[Source data]
-- BEGIN --

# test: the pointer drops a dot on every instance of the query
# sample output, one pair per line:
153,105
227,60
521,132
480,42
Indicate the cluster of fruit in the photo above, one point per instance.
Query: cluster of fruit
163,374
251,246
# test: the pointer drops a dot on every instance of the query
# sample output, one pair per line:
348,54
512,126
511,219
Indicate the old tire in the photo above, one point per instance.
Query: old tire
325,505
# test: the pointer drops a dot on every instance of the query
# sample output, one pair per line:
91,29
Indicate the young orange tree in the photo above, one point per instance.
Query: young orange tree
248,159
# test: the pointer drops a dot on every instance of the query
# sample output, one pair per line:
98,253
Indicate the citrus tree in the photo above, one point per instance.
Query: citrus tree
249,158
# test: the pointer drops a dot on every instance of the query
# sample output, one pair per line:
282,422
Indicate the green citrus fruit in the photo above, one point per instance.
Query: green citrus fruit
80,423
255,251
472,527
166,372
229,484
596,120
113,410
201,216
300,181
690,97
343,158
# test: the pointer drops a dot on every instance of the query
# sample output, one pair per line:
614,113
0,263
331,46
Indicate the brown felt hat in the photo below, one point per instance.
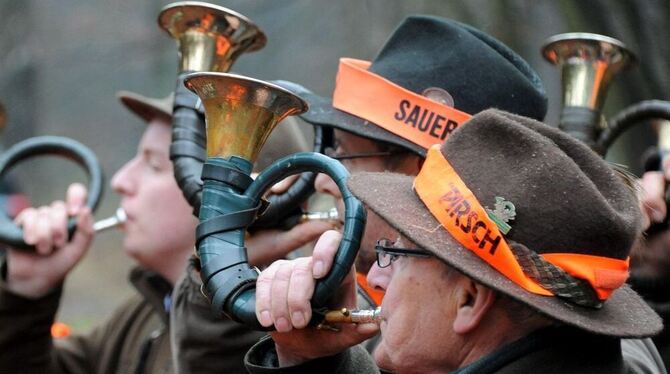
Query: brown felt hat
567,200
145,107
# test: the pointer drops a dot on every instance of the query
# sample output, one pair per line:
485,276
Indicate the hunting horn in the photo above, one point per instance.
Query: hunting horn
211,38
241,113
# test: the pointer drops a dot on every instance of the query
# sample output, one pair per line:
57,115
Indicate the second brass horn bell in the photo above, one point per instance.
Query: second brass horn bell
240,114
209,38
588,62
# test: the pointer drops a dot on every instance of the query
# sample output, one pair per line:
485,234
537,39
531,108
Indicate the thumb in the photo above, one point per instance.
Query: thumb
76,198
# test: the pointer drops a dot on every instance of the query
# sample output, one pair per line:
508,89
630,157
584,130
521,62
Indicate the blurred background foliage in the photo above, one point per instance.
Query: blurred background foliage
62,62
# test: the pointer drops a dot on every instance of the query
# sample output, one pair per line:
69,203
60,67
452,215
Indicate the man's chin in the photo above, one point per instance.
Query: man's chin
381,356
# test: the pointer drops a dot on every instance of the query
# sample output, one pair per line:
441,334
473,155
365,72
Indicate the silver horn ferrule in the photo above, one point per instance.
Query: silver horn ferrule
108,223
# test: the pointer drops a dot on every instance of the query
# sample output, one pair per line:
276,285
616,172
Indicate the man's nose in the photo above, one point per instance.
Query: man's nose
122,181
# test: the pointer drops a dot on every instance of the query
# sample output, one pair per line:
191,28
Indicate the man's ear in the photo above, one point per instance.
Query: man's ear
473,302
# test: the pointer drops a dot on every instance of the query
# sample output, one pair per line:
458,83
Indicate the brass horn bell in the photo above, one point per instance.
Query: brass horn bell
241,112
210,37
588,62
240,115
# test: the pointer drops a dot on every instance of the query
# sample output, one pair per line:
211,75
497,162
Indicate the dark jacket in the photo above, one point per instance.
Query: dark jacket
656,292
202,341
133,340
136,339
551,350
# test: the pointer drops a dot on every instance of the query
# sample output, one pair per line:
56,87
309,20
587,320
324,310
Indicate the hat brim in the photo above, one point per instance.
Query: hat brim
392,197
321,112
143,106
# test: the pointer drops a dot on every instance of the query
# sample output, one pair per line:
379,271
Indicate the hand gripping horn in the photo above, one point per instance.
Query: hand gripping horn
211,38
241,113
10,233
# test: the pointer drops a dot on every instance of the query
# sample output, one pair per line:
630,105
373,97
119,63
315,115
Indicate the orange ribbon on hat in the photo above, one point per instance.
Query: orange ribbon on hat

-- END --
-- BEGIN --

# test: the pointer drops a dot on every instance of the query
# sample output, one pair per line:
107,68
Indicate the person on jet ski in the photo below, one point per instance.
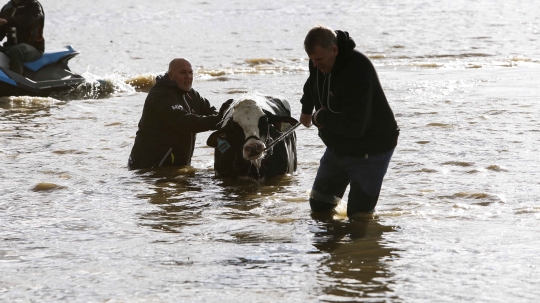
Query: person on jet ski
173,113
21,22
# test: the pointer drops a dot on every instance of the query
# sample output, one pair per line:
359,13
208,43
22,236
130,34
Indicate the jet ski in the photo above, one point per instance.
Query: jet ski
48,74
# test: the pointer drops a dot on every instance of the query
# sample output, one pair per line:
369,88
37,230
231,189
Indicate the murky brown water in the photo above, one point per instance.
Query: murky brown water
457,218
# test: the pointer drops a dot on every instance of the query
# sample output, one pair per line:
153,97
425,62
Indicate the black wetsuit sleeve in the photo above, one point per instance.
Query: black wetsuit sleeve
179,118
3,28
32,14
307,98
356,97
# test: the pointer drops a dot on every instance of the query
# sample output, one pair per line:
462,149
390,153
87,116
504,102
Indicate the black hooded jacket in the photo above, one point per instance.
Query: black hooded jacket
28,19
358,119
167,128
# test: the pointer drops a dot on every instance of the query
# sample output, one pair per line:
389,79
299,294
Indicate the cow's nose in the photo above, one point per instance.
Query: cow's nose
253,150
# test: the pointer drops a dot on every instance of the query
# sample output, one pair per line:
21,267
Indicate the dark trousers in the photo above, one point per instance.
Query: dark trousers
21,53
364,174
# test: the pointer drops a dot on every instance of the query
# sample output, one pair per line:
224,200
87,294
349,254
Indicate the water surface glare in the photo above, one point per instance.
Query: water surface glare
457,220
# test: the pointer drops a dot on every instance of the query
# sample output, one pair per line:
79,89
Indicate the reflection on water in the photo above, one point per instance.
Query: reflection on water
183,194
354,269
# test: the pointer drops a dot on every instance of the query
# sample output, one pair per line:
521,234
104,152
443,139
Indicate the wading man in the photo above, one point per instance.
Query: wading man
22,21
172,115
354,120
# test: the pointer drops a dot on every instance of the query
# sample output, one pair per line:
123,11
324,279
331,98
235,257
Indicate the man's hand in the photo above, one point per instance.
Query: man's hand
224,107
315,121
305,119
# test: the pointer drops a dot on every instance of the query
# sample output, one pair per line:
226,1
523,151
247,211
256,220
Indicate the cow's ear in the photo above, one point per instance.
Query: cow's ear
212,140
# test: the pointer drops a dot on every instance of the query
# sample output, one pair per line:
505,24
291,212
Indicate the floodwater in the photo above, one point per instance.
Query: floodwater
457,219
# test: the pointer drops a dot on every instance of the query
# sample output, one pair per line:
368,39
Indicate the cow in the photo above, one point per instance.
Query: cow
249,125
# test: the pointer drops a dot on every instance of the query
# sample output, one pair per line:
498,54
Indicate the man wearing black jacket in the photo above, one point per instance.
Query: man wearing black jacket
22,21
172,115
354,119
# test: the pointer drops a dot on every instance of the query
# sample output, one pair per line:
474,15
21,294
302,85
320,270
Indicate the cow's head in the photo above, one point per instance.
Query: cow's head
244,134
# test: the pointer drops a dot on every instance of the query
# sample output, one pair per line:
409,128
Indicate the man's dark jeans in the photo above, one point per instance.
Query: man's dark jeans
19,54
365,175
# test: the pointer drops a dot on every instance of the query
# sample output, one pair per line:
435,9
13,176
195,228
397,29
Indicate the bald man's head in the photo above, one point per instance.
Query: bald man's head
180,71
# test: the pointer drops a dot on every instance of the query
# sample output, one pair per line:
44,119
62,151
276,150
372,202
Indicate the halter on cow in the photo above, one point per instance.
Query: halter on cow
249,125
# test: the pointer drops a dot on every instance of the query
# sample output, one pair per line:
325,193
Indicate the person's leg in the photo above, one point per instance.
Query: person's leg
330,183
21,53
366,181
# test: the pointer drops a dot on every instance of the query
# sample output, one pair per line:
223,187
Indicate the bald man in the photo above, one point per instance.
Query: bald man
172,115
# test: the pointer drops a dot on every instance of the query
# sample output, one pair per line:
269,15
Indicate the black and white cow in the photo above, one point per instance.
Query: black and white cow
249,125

-- END --

What you have to do => Count the lines in the records that contain the string "glare", treating case as significant. Give only the number.

Exercise response => 2